▸ **作業内容**:
1/ 抜粋文の「最初に登壇したのは、男性医学」から「と健康管理の重要性を説いた。」までを、「健康管理」を「体調管理」に変えて書き直しなさい。
2/ 抜粋文をもとに、次の問いに答えなさい。
(a) 男性向けセミナーを開催した団体はどこか。
(b) 熊本悦明氏はその団体で何を務めているか。
(c) 熊本氏は男性ホルモンを何にたとえたか。

▸ **抜粋文**:
= = =
これまで毎年秋に、女性を対象とした「アンチエイジングセミナー」を行ってきたNPO法人(特定非営利活動法人)アンチエイジングネットワークは9日、同団体初の男性向けアンチエイジングセミナー「おとこ力の鍛え方~日本経済を切り拓く身体をつくる~」を開催した。
同セミナーでは「未曾有の経済危機を乗り越えて活気ある日本経済を取り戻すためには、経済を支える中高年男性が元気であることが大切」という視点から、各分野の専門家らが登壇。今後の日本経済の予測や発展の可能性から、健康に対する取り組み方やメンタル面でのケアなど、幅広い視点から"アンチエイジング"について語られた。
最初に登壇したのは、男性医学のオーソリティであり、アンチエイジングネットワーク副理事長も務める熊本悦明氏。熊本氏は「日本の男性は仕事人間が多く、健康管理を怠っている人がほとんど。もっと自分の体に関心を持ってほしい。人間ドックで生きるか死ぬかを調べるだけでなく、中高年男性のエンジンオイルともいえる男性ホルモンが低下していないかどうかも注視してほしい」と健康管理の重要性を説いた。
= = =
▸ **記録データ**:
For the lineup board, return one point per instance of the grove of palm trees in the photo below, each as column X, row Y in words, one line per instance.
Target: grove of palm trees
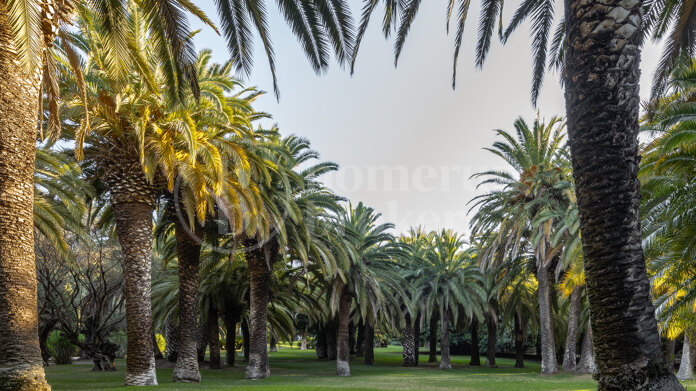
column 159, row 228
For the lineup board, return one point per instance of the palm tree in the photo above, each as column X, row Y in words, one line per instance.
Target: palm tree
column 451, row 283
column 602, row 106
column 370, row 277
column 509, row 217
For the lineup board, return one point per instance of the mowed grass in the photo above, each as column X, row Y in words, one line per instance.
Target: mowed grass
column 292, row 369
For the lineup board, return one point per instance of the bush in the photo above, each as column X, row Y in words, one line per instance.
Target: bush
column 61, row 348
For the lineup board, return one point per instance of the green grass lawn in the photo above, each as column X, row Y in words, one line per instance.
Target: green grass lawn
column 292, row 369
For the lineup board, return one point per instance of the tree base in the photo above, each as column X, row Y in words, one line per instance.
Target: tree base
column 342, row 368
column 257, row 368
column 29, row 379
column 146, row 378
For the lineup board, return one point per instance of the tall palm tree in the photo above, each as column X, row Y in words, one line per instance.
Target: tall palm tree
column 509, row 216
column 370, row 278
column 28, row 30
column 450, row 283
column 600, row 46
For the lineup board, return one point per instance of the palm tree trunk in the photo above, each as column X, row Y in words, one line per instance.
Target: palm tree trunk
column 331, row 349
column 492, row 327
column 407, row 342
column 188, row 250
column 369, row 344
column 320, row 345
column 570, row 355
column 601, row 78
column 475, row 351
column 444, row 340
column 21, row 365
column 416, row 338
column 259, row 284
column 213, row 337
column 548, row 344
column 245, row 340
column 132, row 200
column 686, row 367
column 342, row 344
column 670, row 346
column 360, row 348
column 433, row 339
column 231, row 318
column 587, row 363
column 519, row 341
column 171, row 336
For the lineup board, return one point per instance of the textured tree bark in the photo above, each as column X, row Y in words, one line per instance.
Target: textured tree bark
column 331, row 348
column 188, row 250
column 407, row 341
column 171, row 337
column 360, row 348
column 231, row 318
column 519, row 341
column 475, row 351
column 369, row 344
column 213, row 337
column 444, row 341
column 133, row 204
column 245, row 340
column 320, row 345
column 548, row 343
column 259, row 284
column 21, row 365
column 416, row 337
column 587, row 363
column 342, row 343
column 492, row 327
column 670, row 346
column 155, row 348
column 570, row 355
column 433, row 339
column 686, row 366
column 601, row 77
column 351, row 337
column 303, row 340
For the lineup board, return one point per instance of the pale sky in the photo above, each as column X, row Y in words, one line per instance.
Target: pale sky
column 405, row 141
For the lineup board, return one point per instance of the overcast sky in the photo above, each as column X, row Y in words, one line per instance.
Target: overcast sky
column 405, row 141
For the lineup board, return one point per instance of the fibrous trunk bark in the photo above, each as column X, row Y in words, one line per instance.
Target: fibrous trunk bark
column 342, row 343
column 670, row 346
column 213, row 337
column 475, row 352
column 519, row 341
column 548, row 344
column 570, row 355
column 259, row 284
column 432, row 339
column 171, row 337
column 416, row 337
column 331, row 349
column 587, row 363
column 492, row 327
column 686, row 367
column 407, row 341
column 245, row 340
column 21, row 364
column 303, row 340
column 188, row 250
column 601, row 77
column 132, row 200
column 444, row 340
column 369, row 344
column 320, row 344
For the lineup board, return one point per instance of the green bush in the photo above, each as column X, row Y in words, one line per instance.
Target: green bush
column 61, row 348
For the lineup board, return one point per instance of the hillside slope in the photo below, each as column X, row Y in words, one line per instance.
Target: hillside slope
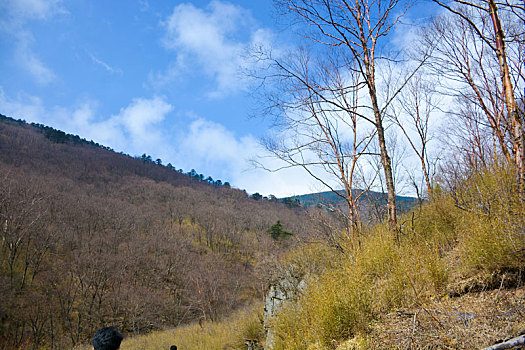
= = =
▸ **解答欄**:
1/
最初に登壇したのは、男性医学のオーソリティであり、アンチエイジングネットワーク副理事長も務める熊本悦明氏。熊本氏は「日本の男性は仕事人間が多く、体調管理を怠っている人がほとんど。もっと自分の体に関心を持ってほしい。人間ドックで生きるか死ぬかを調べるだけでなく、中高年男性のエンジンオイルともいえる男性ホルモンが低下していないかどうかも注視してほしい」と体調管理の重要性を説いた。

2/
(a) NPO法人アンチエイジングネットワーク
(b) 副理事長
(c) 中高年男性のエンジンオイル